> _What you are asked to do_
Update the grief support text from between "Support for Grief" and "not be okay.", inclusive, replacing "discomfort" with "unease".

Page text Start Marker

Support for Grief and Loss
Grief is uncomfortable. Grief is messy. And sitting with someone you care about who is grieving can also feel UNCOMFORTABLE AND MESSY. I hear you! As humans, we have a desire to fix things. BUT what if instead of fixing we could instead learn to bear witness to another’s pain, what if instead of fixing we instead learned to sit in the discomfort. To be present, to be supportive, to be understanding.
As someone who has been on both sides of this experience, I've seen first hand what an individualized experience Grief can truly be. A reminder to you as you support your loved one that It’s okay to not be okay.

Page text End Marker
Source material Start Marker

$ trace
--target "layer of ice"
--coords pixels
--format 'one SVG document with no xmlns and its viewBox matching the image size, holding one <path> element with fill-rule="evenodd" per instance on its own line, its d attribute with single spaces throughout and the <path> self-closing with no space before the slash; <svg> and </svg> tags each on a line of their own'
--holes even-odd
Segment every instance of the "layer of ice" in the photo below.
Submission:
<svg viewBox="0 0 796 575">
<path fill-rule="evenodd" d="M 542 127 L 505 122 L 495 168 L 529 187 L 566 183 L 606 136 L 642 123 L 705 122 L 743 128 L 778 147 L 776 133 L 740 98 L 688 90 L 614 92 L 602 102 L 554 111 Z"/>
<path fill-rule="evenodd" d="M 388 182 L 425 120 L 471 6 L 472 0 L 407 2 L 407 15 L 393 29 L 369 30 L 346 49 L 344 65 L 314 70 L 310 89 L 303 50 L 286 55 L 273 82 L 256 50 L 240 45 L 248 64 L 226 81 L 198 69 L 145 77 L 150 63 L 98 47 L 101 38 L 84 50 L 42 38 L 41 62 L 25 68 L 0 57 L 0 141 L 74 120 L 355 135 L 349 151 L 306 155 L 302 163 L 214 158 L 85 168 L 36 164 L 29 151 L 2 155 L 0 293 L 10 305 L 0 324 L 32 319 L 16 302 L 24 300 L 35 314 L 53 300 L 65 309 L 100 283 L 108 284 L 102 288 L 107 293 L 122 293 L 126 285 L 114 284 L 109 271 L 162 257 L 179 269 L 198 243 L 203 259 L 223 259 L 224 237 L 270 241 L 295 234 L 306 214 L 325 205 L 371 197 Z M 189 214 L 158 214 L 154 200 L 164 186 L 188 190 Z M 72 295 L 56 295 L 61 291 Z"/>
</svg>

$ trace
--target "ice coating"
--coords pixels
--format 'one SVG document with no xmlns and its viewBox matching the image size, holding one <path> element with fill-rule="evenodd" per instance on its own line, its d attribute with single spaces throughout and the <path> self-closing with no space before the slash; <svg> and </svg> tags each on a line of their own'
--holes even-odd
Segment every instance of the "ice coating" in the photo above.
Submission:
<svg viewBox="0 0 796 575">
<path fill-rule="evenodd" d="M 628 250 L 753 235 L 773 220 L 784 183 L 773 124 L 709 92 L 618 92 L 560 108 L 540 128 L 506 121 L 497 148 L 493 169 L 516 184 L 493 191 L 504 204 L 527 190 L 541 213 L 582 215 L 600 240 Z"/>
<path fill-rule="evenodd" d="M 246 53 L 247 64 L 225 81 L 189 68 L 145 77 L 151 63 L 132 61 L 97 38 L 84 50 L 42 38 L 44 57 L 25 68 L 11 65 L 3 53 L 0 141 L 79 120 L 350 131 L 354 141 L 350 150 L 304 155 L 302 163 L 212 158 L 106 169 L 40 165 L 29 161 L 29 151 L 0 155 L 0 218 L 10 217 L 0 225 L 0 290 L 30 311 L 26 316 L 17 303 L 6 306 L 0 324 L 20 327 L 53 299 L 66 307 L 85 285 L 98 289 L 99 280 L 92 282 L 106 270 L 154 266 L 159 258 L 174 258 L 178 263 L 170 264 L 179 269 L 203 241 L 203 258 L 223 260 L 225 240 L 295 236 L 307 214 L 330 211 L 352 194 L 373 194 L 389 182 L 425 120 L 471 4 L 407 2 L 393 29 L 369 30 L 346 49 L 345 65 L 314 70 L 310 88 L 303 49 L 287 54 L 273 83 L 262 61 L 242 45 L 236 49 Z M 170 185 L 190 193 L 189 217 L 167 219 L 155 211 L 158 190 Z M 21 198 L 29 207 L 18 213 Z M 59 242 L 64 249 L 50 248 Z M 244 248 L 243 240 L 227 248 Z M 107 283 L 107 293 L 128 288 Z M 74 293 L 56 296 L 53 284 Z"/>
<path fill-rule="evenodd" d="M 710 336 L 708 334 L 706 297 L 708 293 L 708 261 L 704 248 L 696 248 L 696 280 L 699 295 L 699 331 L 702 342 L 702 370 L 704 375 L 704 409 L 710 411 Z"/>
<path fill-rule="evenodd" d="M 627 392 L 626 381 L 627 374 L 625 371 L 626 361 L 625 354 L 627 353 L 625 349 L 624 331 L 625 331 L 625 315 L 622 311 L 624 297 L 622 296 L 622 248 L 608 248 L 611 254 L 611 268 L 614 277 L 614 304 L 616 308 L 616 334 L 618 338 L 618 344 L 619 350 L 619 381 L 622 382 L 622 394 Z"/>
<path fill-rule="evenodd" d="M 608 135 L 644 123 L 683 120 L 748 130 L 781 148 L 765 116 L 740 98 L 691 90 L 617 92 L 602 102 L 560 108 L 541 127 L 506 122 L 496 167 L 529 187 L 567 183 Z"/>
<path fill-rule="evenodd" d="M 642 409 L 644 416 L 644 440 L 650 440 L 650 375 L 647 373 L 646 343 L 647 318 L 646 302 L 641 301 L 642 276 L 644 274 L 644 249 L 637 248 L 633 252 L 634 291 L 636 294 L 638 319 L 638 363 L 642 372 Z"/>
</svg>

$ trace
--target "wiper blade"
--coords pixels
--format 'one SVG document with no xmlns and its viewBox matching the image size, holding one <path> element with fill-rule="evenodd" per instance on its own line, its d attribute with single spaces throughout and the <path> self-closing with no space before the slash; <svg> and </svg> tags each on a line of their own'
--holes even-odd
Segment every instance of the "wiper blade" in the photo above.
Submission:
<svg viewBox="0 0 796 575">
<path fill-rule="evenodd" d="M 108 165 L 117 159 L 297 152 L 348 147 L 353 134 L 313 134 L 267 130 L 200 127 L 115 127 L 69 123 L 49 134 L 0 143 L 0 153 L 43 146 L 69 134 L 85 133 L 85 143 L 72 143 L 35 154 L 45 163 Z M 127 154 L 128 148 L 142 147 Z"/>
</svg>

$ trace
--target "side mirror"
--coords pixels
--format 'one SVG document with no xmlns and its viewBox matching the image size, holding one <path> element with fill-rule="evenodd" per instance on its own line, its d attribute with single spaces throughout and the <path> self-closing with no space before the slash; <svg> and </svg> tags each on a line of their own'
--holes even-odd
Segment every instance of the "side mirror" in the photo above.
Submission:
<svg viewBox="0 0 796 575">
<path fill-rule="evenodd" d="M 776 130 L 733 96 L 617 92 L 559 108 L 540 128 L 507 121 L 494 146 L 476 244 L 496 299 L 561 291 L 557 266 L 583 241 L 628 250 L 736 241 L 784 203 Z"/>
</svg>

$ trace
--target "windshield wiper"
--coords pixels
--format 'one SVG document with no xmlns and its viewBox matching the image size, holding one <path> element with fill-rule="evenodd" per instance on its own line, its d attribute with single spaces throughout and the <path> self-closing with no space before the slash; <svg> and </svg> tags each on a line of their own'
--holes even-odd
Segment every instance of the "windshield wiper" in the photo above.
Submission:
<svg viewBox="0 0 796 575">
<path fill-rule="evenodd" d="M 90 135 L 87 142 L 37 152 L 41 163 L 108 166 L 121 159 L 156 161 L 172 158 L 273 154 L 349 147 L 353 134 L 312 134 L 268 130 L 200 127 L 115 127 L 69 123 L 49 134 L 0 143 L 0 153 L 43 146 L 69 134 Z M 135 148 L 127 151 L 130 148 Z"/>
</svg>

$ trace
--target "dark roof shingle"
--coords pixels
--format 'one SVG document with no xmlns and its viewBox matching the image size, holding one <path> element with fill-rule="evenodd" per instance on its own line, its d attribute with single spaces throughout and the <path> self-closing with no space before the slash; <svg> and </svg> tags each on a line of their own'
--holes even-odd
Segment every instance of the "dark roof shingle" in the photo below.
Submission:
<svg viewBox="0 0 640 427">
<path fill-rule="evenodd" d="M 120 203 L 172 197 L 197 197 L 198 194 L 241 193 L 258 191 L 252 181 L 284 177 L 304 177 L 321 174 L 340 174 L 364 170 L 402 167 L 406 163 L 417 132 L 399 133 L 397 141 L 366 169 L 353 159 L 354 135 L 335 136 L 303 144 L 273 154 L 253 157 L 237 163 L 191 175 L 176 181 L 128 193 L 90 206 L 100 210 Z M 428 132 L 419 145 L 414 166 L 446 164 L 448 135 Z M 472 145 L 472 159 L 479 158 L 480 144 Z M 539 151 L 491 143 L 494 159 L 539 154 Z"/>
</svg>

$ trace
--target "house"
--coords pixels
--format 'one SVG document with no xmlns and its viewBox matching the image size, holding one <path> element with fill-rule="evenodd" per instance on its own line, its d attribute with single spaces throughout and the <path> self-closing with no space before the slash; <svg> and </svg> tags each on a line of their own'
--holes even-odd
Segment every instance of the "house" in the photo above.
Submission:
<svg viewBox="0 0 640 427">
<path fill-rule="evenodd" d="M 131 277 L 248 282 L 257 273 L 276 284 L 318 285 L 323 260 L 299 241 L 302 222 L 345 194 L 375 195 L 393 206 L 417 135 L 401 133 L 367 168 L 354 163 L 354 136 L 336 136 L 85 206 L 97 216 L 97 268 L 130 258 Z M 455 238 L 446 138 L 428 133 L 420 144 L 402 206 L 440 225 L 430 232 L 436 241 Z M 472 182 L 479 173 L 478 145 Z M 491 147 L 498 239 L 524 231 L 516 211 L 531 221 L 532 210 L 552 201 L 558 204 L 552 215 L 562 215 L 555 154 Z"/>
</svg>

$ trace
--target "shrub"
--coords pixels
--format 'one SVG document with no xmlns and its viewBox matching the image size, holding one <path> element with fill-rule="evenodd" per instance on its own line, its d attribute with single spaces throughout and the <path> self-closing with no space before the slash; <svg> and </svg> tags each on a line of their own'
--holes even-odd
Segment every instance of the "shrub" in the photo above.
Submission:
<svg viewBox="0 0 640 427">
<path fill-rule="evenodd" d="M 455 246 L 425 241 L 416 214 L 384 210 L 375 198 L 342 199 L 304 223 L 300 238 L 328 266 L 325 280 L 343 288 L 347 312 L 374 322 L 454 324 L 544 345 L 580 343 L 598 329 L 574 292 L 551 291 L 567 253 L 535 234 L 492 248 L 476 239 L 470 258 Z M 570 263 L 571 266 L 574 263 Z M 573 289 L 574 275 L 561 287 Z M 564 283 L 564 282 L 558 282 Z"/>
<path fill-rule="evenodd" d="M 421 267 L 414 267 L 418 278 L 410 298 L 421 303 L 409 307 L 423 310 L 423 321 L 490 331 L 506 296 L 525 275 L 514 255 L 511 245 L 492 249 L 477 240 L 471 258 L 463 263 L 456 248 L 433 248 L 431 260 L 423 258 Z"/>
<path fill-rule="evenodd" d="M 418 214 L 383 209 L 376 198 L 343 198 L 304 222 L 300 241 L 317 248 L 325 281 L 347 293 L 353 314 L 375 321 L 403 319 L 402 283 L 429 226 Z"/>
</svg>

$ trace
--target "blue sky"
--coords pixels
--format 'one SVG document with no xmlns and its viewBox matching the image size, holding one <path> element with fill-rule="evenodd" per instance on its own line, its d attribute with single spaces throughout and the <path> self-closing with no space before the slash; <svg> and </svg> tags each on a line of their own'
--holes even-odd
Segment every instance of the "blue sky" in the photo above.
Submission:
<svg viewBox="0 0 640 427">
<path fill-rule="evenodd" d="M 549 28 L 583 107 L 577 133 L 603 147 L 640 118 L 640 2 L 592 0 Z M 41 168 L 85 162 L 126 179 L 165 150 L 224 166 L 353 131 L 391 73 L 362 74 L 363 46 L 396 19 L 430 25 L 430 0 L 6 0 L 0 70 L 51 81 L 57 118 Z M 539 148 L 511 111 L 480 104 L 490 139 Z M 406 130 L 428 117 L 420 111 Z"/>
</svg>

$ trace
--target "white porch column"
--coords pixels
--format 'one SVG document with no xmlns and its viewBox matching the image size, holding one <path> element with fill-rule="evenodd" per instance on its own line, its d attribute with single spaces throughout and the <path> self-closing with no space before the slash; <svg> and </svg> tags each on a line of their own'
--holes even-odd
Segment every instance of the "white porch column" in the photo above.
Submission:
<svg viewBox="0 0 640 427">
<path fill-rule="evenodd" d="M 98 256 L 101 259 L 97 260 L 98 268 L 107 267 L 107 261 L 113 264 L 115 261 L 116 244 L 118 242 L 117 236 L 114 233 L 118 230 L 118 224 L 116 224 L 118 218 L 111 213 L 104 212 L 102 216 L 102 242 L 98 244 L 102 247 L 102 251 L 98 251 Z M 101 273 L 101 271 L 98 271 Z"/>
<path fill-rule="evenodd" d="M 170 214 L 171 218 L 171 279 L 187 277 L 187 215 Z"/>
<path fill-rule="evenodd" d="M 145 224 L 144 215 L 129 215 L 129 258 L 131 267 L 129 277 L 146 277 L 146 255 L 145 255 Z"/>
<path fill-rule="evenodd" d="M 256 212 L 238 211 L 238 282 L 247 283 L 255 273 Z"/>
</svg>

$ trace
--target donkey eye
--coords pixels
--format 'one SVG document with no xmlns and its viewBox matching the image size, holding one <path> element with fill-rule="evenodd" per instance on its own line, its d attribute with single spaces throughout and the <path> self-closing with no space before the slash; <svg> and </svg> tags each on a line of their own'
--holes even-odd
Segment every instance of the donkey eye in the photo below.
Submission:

Source material End Marker

> _Exercise output_
Support for Grief and Loss
Grief is uncomfortable. Grief is messy. And sitting with someone you care about who is grieving can also feel UNCOMFORTABLE AND MESSY. I hear you! As humans, we have a desire to fix things. BUT what if instead of fixing we could instead learn to bear witness to another’s pain, what if instead of fixing we instead learned to sit in the unease. To be present, to be supportive, to be understanding.
As someone who has been on both sides of this experience, I've seen first hand what an individualized experience Grief can truly be. A reminder to you as you support your loved one that It’s okay to not be okay.